**TO BE DONE**
Extend the essay on Dogen, Gurdjieff and form below, starting after its last sentence.

**SOURCE DOCUMENT**
"""
Dogen and Gurdjieff, on form


bromeliadDogen's "Gabyo" (in his Shobogenzo) is understood to be a chapter on the question of the place of theory in Buddhism.

The chapter refers to the story of a picture of rice cakes. In Buddhism, a picture of a rice cake traditionally represents something theoretical, that is, an idea rather than practice, and it is oft asserted that a picture of a rice cake cannot satisfy hunger.

This is roughly the equivalent of asserting that all "real" spiritual work is experiential, and that learning, understanding, and theory are all more or less worthless. It's a common misconception, and especially current among people who are lazy about the use of the mind, or have a weakness there which they don't want to confront.

Let's examine the question from Gurdjieff's perspective. Once again, we'll refer to the passages about the society of Akhldanns found in "Beelzebub's Tales to his Grandson."

Belcultassi, the founder of this society of wise men, practiced self observation to great effect. Beelzebub reports his ultimate discovery as follows:

"...conscious observations and impartial verifications at last convinced Belcultassi that in his common presence something was proceeding not as it should proceed according to sane being-logic." (p. 271, new edition)

From this passage, we understand that there is something called "sane" being logic, that is, a law-conformable being-logic that makes a normal kind of sense.

In addition, it conforms to logic, that is, one premise of that form of mentation follows from another in an organized and predictable fashion- a system of reasoning.

This means that Gurdjieff thought there was an intelligent, logical, understandable form within which consciousness ought to reside. He never advocated the abandonment of a system of reason, but rather, the implementation of a sane one.

Attempts to interpret the experience of life strictly through experience, abandoning intelligence and form, are attempting the impossible, because there is always a system of reasoning, a form, of some kind within the experience. To divorce any experience from all systems of reasoning is absurd.
"""
**SUPPLIED DATA**
"""
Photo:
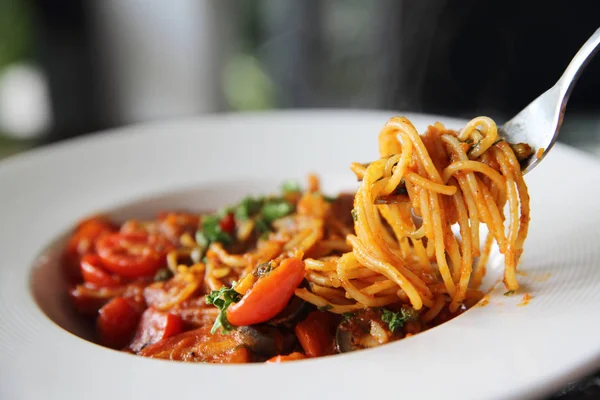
"""
**REPLY TO THE EXERCISE**
Case in point. I went through an experience this summer watching and listening to an individual who aggressively--even rudely--insisted that only their experience counted. That was what it was all about, experience alone.

The person in question, after asserting this, proceeded to justify the position by engaging in an extensive line of reasoning as to just why this was so. They went on at great length, until both feet were firmly inserted in their mouth--although they oddly didn't seem to notice this. In other words, they presented a theory explaining why theory wasn't meaningful in relationship to practice.

We should all be careful of how we think and what we say, lest we find ourselves falling into the same embarrassing contradictions, and unconsciously eating the same rank leather. Theory is necessary. With a possible allowance for outright nihilism-- and even that is theoretical--, it is inescapable.

And in fact, lo and behold, this is exactly what Dogen argues in Gabyo. Without a form- without a construct- without a cosmology and without words and intelligence, one ends up with precisely nothing, and nothing is not the aim.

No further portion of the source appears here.